====== Supplied information ======

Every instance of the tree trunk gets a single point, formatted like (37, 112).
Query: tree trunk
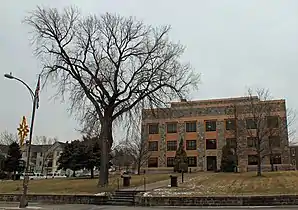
(259, 172)
(271, 162)
(139, 168)
(92, 173)
(106, 139)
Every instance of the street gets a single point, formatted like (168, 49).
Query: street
(94, 207)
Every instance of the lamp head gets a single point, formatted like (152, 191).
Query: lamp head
(9, 76)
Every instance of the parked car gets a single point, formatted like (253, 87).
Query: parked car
(33, 176)
(55, 176)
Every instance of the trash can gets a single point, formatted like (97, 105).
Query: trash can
(126, 180)
(174, 181)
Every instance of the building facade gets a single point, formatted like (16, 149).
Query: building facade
(294, 155)
(206, 126)
(44, 158)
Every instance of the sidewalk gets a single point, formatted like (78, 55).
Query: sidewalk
(160, 184)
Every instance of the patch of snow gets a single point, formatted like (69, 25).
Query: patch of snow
(100, 194)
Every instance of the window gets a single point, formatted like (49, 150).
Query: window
(251, 124)
(170, 162)
(252, 142)
(153, 129)
(153, 162)
(231, 142)
(210, 143)
(276, 159)
(171, 145)
(210, 125)
(192, 161)
(272, 122)
(191, 144)
(171, 127)
(191, 126)
(230, 124)
(252, 159)
(153, 146)
(274, 141)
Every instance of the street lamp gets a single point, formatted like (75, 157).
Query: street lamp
(34, 96)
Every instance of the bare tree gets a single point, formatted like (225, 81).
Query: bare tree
(7, 138)
(110, 66)
(254, 116)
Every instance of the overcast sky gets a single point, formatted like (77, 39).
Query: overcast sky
(235, 44)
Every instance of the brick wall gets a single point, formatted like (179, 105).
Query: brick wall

======

Reproduce every line of the records above verbatim, omitting the pictures.

* _Exercise response_
Every instance of the tree trunk gets a single point, formatted like (37, 112).
Query: tree trunk
(259, 172)
(271, 162)
(139, 168)
(92, 173)
(106, 139)
Every instance of the street gets a single point, formatted like (168, 49).
Query: street
(94, 207)
Every instance of the lamp head gets a single point, formatted like (152, 191).
Query: lamp head
(9, 76)
Every instance of the parked car gets a single point, formatted like (253, 87).
Query: parked car
(33, 176)
(55, 176)
Every instance of the trash can gets a single point, formatted like (97, 105).
Query: trash can
(126, 180)
(174, 181)
Every instance of the building facade gets a single point, formatted like (16, 149).
Query: building facade
(294, 155)
(206, 126)
(44, 158)
Every instance of the sidewalk gets a single point, formatted like (78, 55).
Query: sidewalk
(160, 184)
Every instance of the patch of snow gets a single point, formatted like (69, 25).
Query: patch of snow
(100, 194)
Every instance of the window gets a single point, formatted like (49, 150).
Query: window
(251, 124)
(170, 162)
(252, 142)
(153, 129)
(153, 162)
(231, 142)
(210, 143)
(276, 159)
(171, 145)
(210, 125)
(192, 161)
(272, 122)
(191, 144)
(171, 127)
(191, 126)
(230, 124)
(252, 159)
(153, 146)
(274, 141)
Every instance of the street lamp gets a single point, formatted like (75, 157).
Query: street lamp
(34, 96)
Every instance of the bare tree gets a single point, formatted like (225, 81).
Query: bare tree
(7, 138)
(110, 66)
(254, 116)
Every instance of the overcast sky gets a single point, formatted like (77, 39).
Query: overcast sky
(235, 44)
Every instance of the brick wall gets a single point, formatted like (179, 105).
Query: brick wall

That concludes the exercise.